CONSIGNE: Reproduisez à l'identique le passage du texte sur la sélection du blé compris entre « Le défi de la » et « le triticum dicoccoïdes. », ces deux extrémités incluses.

TEXTE FOURNI:
____

Depuis les Vilmorin au XIXe siècle, la résistance
aux maladies n’a cessé d’être au coeur des préoccupations
des sélectionneurs. « Espérer faire disparaître
la rouille serait chimérique. Il faut donc vivre
avec elle, comme on s’est résigné à le faire avec le
phylloxéra. Et encore comme dans la viticulture,
c’est plutôt dans la résistance organique des variétés
cultivées que dans les moyens préventifs ou
curatifs qu’il faut mettre sa confiance » [14], affirmait
Henry de Vilmorin en 1893 ! En 1987, lors du 50e
anniversaire du Comité technique permanent de la
sélection (CTPS), Victor Desprez – alors PDG de
Florimond-Desprez – a confirmé cette idée en
déclarant que « la lutte contre les maladies est sans
cesse remise en cause et restera un des objectifs
les plus importants du troisième millénaire ».
Le défi de la sélection en fonction des maladies
a été relevé dans la première moitié du XXe siècle
par Emile Schribaux, qui a développé les premières
variétés moins sensibles à la rouille jaune en
utilisant une espèce sauvage présentant un génome
homologue à celui du blé : le triticum dicoccoïdes.
Comme l’indique Gérard Doussinault, « à la suite
des travaux de Schribaux et de Crépin, un matériel
génétique remarquable pour ses caractéristiques
de résistance a été créé chez le blé à l’égard
du charbon, de la carie de la rouille jaune et noire,
et plus récemment de la rouille brune, du piétin
verse et de l’oïdium » [15]. Ces blés ont servi ensuite
de géniteurs à de nombreuses variétés, dont l’Étoile
de Choisy, issue des premiers travaux de sélection
végétale menés à l’Inra de Dijon et inscrite au
catalogue officiel français en 1950. Dix ans plus
tard, l’Étoile de Choisy occupait 16 % des surfaces
françaises cultivées en blé. Les exemples de variétés
sélectionnées en fonction de leur résistance ne
manquent pas. Ainsi, en 1974, l’Inra a mis au point
Roazon, une variété qui présente des résistances
au piétin verse, à l’oïdium (une vingtaine de gènes
de résistance spécifique ont été mis en évidence),
aux rouilles et partiellement à la septoriose provoquée
par Septoria nodorum. Plus tard, trois gènes
de résistance aux rouilles, réunis en un cluster, ont
été introduits chez Pernel (1983), puis chez Arche
et Logor (1989). « Certes, la généralisation des traitements
fongicides a contribué aussi largement à
limiter la gravité des attaques. Mais aujourd’hui,
certaines variétés permettent d’économiser un, voire
deux traitements fongicides » [16], affirme Gérard
Doussinault. En 1998, Limagrain a mis sur le marché
la très appréciée variété Apache, toujours très
présente dans les campagnes en raison de sa résistance
à la fusariose. Bref, quoi qu’en pensent
certains responsables de l’administration, les sélectionneurs
professionnels n’ont pas attendu le Grenelle
de l’environnement pour engager des recherches sur
des variétés plus économes en intrants…
Aujourd’hui, les nouvelles technologies génétiques
permettent aux semenciers de répondre
encore mieux à ce défi en accélérant la sélection
variétale. Grâce à la sélection assistée par marqueur
(SAM), il est possible d’identifier avec une
très grande précision la séquence d’ADN qui comporte
un gène d’intérêt. Ces identifications alimentent
une banque de données précieuse (et privée),
enrichie de jour en jour par certains géants de la
semence. La SAM permet ensuite de sélectionner
les variétés qui présentent les caractéristiques
désirées sans devoir passer par l’étape de la mise
en culture, ce qui représente un gain de temps
considérable. La miniaturisation et la robotisation de ces techniques autorisent le travail sur plusieurs
milliers de combinaisons à la fois, renvoyant les
méthodes dites naturelles de la sélection à l’âge
de pierre ! Là où les uns parlent de dizaines ou de
centaines de variétés, les semenciers, héritiers des
collections riches de variétés de toutes les époques,
parlent de milliers. Grâce à ces nouveaux outils,
ils sont aujourd’hui capables d’apporter aux variétés
modernes les trésors génétiques que recèlent
les anciennes. Le nombre des variétés de blé tendre
inscrites chaque année au Catalogue (moins
d’une dizaine il y a trente ans contre 42 en 2007)

____

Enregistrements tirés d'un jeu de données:

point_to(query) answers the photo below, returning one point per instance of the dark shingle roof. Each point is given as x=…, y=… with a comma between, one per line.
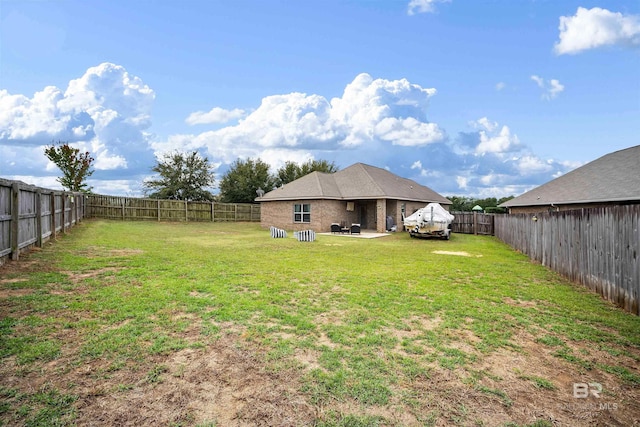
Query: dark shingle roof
x=614, y=177
x=358, y=181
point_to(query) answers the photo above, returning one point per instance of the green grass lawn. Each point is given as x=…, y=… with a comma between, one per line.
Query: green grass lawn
x=219, y=324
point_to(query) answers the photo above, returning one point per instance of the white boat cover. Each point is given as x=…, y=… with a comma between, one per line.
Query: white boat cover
x=424, y=215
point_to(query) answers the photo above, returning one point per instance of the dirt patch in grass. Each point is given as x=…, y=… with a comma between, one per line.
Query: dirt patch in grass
x=100, y=252
x=538, y=385
x=75, y=277
x=225, y=384
x=456, y=253
x=8, y=293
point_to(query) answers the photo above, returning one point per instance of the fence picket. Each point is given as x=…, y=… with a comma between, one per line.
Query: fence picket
x=597, y=247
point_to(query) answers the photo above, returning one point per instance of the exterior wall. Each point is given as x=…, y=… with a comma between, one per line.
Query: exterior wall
x=381, y=215
x=547, y=208
x=371, y=214
x=323, y=214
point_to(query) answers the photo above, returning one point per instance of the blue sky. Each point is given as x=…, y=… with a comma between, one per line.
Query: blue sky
x=479, y=98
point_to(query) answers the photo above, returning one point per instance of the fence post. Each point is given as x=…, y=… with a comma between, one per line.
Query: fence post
x=15, y=220
x=52, y=195
x=39, y=218
x=63, y=214
x=475, y=223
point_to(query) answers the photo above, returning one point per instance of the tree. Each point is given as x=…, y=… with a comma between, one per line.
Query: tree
x=292, y=171
x=75, y=166
x=465, y=204
x=183, y=176
x=242, y=180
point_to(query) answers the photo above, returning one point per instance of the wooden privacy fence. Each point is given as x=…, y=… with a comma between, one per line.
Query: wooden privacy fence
x=472, y=223
x=130, y=208
x=31, y=215
x=597, y=247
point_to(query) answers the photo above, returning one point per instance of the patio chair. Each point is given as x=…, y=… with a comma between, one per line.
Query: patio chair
x=277, y=233
x=305, y=235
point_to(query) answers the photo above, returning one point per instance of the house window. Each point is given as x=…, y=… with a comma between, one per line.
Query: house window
x=302, y=212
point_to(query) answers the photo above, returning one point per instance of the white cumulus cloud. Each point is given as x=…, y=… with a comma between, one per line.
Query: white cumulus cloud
x=596, y=27
x=551, y=88
x=106, y=111
x=423, y=6
x=370, y=112
x=215, y=115
x=501, y=142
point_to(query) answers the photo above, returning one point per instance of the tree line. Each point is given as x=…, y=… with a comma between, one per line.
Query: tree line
x=189, y=176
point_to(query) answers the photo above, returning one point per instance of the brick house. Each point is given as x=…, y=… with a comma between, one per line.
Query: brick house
x=360, y=194
x=613, y=179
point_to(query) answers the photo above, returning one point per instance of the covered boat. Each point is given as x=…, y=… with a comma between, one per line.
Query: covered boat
x=431, y=221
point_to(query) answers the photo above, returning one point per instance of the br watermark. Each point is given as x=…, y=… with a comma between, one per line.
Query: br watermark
x=590, y=395
x=584, y=390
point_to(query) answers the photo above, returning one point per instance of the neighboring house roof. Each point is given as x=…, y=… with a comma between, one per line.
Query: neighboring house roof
x=358, y=181
x=614, y=177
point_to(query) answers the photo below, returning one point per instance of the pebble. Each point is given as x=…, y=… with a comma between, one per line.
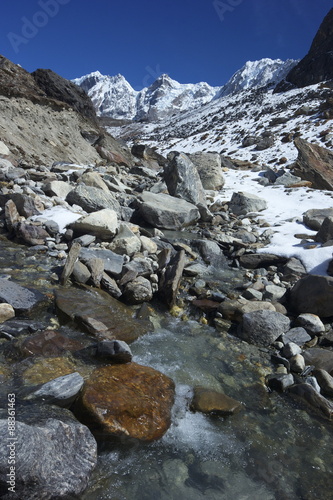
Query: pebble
x=291, y=349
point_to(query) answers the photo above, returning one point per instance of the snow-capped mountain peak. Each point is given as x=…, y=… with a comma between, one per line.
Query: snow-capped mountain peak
x=258, y=74
x=113, y=96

____

RÉPONSE ATTENDUE:
Le défi de la sélection en fonction des maladies
a été relevé dans la première moitié du XXe siècle
par Emile Schribaux, qui a développé les premières
variétés moins sensibles à la rouille jaune en
utilisant une espèce sauvage présentant un génome
homologue à celui du blé : le triticum dicoccoïdes.